Task objective: Please update the stretch of material from the line containing "For the evaluation set, tag every instance of the hardwood" through the line containing "[[503, 142]]" by replacing "evaluation set" with "test set" and leaving everything else unchanged. Return only that stretch.
****************
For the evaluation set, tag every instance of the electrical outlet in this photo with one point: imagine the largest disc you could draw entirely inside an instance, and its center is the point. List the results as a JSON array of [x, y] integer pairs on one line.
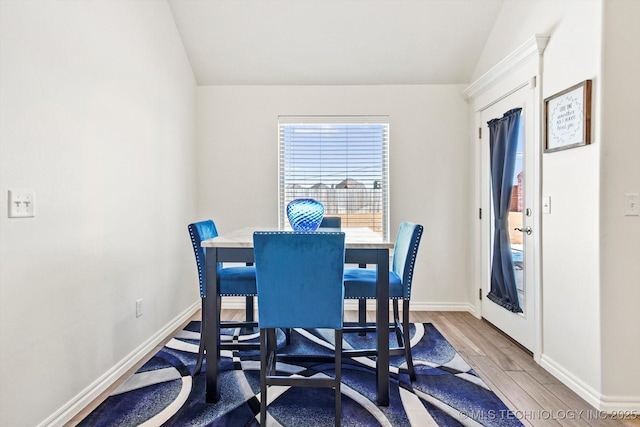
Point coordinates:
[[22, 203], [139, 307], [632, 204]]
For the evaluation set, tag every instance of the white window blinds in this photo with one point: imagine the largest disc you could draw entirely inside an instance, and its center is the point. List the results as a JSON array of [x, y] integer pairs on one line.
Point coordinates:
[[341, 162]]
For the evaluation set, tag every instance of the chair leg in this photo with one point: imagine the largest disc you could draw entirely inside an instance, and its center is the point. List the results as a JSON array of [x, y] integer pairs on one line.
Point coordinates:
[[263, 376], [338, 375], [407, 340], [248, 313], [198, 367], [249, 309], [362, 315]]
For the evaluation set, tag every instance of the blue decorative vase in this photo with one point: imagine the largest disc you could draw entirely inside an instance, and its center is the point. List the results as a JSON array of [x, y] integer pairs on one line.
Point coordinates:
[[305, 214]]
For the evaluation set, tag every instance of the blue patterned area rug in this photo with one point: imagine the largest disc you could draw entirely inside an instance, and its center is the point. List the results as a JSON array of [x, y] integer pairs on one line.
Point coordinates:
[[447, 391]]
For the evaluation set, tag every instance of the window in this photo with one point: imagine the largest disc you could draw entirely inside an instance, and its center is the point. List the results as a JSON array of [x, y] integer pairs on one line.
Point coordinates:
[[343, 162]]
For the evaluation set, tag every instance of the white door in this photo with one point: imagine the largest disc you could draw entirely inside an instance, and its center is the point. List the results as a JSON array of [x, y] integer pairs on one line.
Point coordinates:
[[519, 326]]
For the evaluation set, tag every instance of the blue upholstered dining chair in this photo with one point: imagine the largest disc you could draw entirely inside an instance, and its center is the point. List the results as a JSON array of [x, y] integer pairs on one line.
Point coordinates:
[[360, 283], [299, 278], [234, 281]]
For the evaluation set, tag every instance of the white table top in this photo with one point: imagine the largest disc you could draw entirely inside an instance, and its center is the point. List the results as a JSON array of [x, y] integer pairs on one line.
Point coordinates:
[[355, 238]]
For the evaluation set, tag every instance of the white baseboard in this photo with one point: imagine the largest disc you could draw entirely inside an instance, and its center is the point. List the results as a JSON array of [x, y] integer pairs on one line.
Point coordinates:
[[608, 404], [99, 386]]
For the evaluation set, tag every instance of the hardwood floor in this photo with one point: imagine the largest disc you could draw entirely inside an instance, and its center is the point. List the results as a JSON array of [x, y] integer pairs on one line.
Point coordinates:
[[535, 397]]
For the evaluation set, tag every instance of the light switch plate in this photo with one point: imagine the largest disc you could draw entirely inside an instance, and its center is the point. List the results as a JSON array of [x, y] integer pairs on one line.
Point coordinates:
[[22, 203], [632, 204]]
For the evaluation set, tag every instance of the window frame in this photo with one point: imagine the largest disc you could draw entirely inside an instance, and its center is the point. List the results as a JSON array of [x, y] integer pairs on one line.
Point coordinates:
[[341, 121]]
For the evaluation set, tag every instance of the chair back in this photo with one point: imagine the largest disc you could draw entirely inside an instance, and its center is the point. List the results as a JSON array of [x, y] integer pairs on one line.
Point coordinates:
[[299, 279], [331, 222], [405, 252], [200, 231]]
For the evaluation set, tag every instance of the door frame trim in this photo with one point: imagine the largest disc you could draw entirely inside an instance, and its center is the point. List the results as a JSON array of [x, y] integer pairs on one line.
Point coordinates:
[[521, 68]]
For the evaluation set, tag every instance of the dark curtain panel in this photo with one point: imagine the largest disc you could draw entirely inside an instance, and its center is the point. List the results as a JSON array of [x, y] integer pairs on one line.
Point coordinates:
[[503, 142]]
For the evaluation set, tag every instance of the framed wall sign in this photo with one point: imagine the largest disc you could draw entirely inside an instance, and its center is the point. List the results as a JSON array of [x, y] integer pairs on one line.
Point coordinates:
[[568, 118]]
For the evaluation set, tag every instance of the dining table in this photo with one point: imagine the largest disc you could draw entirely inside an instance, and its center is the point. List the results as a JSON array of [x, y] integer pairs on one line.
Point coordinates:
[[362, 246]]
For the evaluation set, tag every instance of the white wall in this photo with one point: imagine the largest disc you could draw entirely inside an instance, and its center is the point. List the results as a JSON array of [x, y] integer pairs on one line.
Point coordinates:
[[238, 155], [590, 271], [620, 172], [97, 115]]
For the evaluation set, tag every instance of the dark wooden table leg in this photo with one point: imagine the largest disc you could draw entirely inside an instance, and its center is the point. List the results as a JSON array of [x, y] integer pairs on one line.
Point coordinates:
[[382, 327], [213, 327]]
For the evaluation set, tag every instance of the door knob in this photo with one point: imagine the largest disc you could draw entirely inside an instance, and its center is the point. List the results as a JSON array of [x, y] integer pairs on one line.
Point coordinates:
[[527, 230]]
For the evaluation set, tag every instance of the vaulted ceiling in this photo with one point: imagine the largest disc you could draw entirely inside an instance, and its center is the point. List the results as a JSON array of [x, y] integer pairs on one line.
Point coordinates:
[[334, 42]]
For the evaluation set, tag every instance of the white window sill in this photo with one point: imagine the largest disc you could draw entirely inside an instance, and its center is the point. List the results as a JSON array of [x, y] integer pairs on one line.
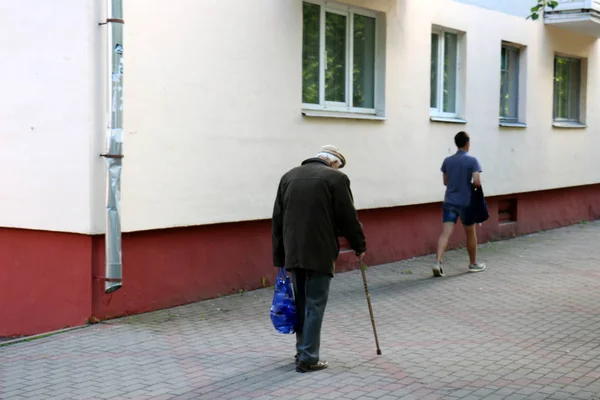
****************
The solution:
For the test set, tag every instance of the hardwood floor in this photo with one point: imagine the largest disc you could draw entirely inside an instance, and its center is the point. List the results as a JSON array of [x, y] integer pairs on one line.
Point coordinates:
[[535, 397]]
For the test set, tag every instance of the light switch plate in this photo with one point: imagine the largest disc you could draw entirely inside an instance, and its center is the point. List the results as a JSON array of [x, y] integer pairs on one line.
Point coordinates:
[[22, 203], [632, 204]]
For the test set, tag every instance of the window frame in this photo with one point: imagine the largest disc you could draw entirely inside an instance, and its center is the point. List the results as a JSON array of [x, y] integer pairs on one line.
Point coordinates:
[[341, 121]]
For the test set, tag every instance of the chair back in this photo with one point: imagine the largest disc you could draw entirely inside an instance, and its center is the point. List the results as a JSON array of [x, y] integer pairs on one line.
Point coordinates:
[[299, 279], [331, 222], [405, 252], [200, 231]]
For the test set, tag every instance of the door frame trim in this photo with one point: imagine the largest disc you could draw entirely inside an instance, and its center is the point. List the results as a JSON array of [x, y] integer pairs on one line.
Point coordinates:
[[521, 68]]
For the test set, tag every instance of the dark curtain panel in this photo with one point: imagine the largest disc you could draw entirely inside an instance, and its center is the point. List the results as a JSON array of [x, y] integer pairs on one line.
Point coordinates:
[[503, 142]]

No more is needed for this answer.